**Work required**
Count how many lines of the material below contain the string "doily", matching case exactly. Reply with the number alone.

[Saved entries]
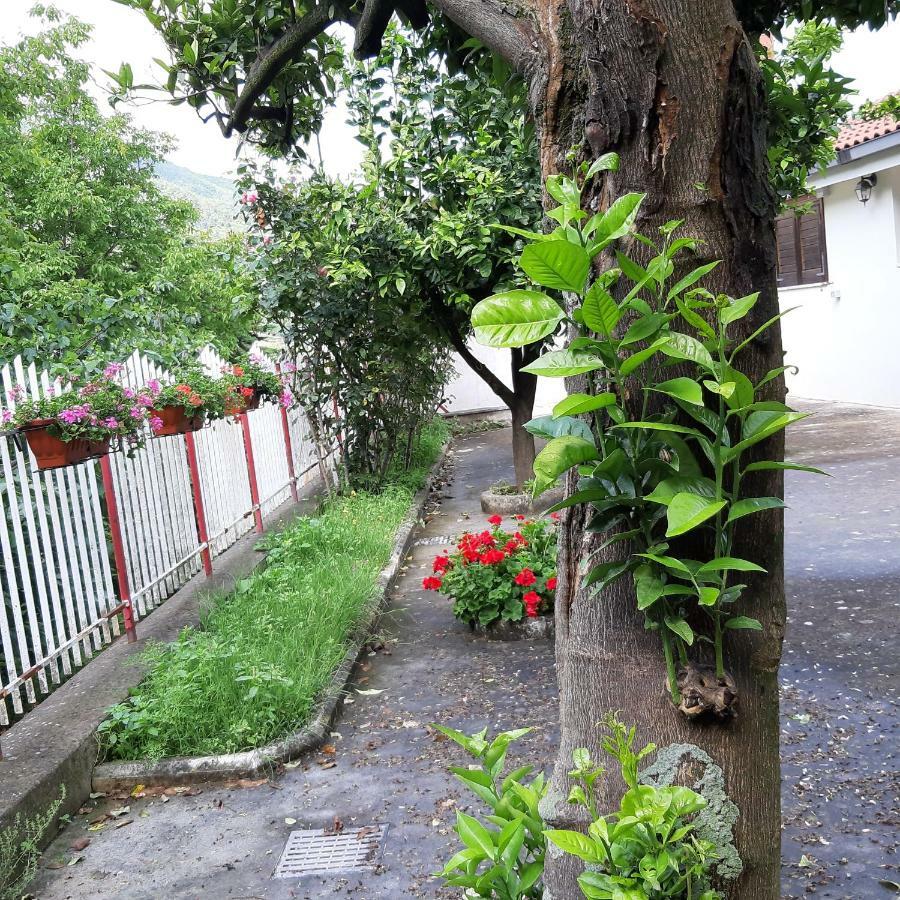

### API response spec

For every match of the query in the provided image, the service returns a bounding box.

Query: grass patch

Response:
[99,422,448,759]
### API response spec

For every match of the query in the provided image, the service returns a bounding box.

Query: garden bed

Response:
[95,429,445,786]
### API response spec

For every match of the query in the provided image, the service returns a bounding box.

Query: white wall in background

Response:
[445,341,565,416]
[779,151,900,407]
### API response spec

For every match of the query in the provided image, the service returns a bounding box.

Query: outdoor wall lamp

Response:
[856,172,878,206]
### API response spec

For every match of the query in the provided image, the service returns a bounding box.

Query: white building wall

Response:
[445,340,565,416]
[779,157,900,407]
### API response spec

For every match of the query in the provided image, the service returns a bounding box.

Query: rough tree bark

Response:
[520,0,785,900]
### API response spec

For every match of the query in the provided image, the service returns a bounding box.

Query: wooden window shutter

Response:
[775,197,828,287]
--
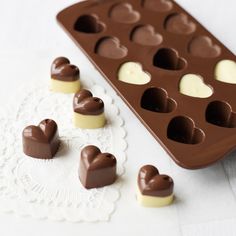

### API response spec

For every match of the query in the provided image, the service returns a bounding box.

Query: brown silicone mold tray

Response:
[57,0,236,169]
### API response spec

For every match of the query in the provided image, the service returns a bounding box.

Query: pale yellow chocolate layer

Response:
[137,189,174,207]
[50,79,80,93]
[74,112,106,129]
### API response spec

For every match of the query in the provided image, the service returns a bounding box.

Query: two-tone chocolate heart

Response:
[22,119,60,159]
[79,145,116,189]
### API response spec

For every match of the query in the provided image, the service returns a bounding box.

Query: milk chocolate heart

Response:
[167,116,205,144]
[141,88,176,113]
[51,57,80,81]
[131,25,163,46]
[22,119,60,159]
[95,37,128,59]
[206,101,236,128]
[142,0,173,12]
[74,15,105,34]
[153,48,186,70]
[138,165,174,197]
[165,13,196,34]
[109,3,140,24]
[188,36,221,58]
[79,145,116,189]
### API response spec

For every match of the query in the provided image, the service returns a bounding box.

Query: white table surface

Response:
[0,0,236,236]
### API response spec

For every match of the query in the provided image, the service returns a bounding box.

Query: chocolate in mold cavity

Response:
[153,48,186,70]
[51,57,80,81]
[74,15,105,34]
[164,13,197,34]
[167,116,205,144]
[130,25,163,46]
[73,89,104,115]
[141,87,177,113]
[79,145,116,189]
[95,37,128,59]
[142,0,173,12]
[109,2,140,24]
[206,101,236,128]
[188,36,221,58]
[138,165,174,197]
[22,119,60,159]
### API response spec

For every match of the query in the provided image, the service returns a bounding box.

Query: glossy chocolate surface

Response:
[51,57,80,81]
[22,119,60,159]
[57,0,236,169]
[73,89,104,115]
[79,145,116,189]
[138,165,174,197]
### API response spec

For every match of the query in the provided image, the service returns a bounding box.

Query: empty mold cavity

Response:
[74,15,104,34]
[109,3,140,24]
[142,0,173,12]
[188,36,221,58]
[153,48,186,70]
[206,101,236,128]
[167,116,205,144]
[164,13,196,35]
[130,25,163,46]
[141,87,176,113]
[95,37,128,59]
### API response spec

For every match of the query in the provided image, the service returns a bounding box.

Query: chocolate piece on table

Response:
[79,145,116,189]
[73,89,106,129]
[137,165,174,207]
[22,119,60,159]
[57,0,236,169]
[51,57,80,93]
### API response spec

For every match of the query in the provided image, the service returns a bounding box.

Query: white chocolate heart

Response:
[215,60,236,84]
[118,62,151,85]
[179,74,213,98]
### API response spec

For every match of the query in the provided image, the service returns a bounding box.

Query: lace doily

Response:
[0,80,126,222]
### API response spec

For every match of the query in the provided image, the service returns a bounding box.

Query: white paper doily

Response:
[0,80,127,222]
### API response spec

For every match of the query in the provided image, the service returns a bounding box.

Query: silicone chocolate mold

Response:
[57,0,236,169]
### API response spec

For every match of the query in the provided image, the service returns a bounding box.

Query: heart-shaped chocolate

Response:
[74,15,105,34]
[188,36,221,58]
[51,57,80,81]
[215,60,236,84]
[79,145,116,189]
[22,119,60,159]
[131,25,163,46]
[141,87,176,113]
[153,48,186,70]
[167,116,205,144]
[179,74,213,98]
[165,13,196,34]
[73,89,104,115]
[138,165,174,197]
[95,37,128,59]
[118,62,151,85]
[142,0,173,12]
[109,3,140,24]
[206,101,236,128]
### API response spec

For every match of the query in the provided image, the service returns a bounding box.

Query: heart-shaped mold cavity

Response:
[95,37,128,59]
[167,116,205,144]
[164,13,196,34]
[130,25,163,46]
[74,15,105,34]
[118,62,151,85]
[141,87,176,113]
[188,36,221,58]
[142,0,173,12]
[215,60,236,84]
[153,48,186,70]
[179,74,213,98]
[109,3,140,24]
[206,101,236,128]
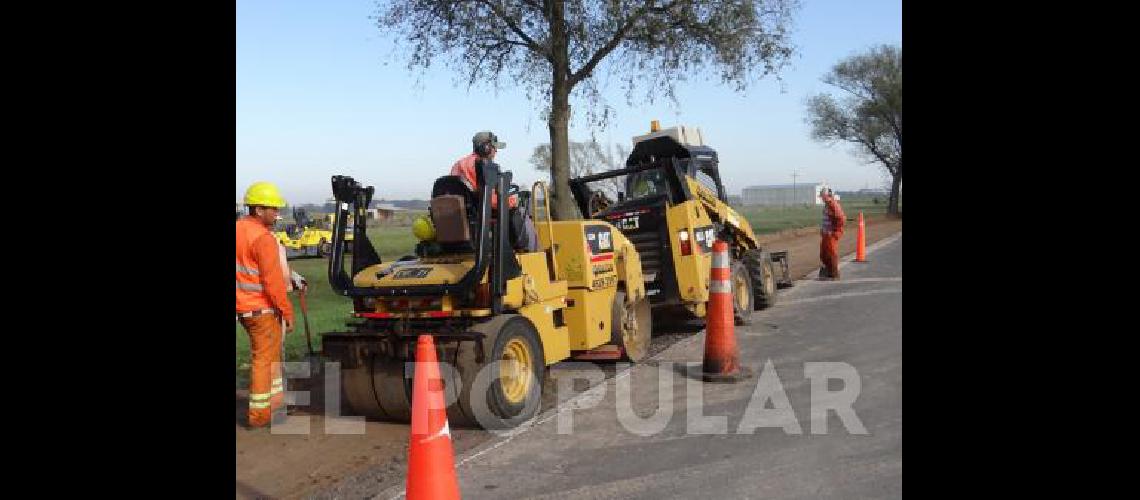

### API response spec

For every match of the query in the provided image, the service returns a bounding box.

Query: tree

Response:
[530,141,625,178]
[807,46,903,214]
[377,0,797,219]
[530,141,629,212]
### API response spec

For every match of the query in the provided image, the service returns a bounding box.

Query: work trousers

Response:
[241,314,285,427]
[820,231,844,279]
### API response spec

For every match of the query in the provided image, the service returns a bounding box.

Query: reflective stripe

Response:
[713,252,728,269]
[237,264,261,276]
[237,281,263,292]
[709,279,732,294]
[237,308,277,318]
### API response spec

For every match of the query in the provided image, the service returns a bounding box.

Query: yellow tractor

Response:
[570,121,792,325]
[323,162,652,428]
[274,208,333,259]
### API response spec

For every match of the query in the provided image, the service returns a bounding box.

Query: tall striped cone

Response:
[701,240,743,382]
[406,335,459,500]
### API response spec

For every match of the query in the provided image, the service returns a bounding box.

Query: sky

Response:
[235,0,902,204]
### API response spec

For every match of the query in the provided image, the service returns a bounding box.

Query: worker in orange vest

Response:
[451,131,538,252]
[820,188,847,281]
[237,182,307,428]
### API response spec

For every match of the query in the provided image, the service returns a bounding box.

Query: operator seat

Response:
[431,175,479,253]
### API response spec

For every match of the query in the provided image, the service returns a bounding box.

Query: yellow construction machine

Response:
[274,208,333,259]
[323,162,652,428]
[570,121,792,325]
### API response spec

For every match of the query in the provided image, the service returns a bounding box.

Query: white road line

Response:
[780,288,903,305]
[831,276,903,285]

**Answer for the task**
2